**Entries shown**.

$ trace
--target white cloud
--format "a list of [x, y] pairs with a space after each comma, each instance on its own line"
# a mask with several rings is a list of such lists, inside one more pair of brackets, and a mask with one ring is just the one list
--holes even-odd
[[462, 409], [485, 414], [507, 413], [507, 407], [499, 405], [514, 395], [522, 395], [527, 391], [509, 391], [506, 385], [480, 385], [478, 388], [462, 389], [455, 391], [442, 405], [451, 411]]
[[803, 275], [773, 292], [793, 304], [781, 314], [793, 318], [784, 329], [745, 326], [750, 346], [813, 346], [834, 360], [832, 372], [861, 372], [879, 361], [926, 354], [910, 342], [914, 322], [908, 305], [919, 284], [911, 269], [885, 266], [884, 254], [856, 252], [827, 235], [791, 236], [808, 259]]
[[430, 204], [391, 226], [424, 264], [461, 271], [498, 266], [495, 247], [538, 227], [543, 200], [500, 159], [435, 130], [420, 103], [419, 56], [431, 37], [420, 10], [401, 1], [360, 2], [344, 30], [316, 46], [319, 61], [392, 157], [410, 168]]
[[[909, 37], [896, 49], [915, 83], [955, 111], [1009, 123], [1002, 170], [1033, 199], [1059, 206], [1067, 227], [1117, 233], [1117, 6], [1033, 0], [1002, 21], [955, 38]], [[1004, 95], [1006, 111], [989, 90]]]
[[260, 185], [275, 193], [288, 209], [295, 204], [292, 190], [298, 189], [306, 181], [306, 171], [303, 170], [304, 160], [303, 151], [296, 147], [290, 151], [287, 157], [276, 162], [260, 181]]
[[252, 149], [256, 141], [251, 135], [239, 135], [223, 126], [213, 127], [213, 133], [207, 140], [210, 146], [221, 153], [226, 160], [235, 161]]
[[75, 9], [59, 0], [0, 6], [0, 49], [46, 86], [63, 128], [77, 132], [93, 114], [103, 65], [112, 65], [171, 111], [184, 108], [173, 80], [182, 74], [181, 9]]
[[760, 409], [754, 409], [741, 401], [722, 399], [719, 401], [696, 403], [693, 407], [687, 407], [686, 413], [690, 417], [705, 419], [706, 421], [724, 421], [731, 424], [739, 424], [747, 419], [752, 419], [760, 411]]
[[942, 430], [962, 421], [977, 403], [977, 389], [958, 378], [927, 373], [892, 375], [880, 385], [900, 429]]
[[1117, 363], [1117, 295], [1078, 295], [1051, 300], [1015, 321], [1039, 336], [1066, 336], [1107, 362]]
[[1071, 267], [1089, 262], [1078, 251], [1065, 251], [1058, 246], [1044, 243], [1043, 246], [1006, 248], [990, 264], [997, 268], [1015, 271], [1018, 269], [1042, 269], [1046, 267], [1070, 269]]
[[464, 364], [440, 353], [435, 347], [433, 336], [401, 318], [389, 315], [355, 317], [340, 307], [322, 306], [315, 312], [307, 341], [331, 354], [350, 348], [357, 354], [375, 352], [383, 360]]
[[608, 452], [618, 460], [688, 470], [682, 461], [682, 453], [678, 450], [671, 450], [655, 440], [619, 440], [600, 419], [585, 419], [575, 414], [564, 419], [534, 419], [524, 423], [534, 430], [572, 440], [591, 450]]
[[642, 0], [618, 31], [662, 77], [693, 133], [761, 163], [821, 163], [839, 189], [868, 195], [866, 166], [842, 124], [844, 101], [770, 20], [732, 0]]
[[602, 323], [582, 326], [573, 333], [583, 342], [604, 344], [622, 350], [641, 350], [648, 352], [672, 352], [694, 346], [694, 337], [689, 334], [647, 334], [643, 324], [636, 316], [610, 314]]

**Aim of the exercise**. Please rewrite the entries above, from the start through the line containing "405], [451, 411]]", as a JSON list of strings with one string per line and blank lines omitted.

**Answer to the exercise**.
[
  "$ trace",
  "--target white cloud",
  "--format \"a list of [x, y] pairs with a space after each comma, each instance on its own line\"",
  "# a mask with several rings is a list of such lists, inside one more pair of brackets, and a mask with one ring is just the one list",
  "--holes even-odd",
  "[[462, 409], [485, 414], [507, 413], [507, 407], [499, 405], [514, 395], [522, 395], [527, 391], [509, 391], [506, 385], [480, 385], [478, 388], [462, 389], [455, 391], [442, 405], [451, 411]]"
]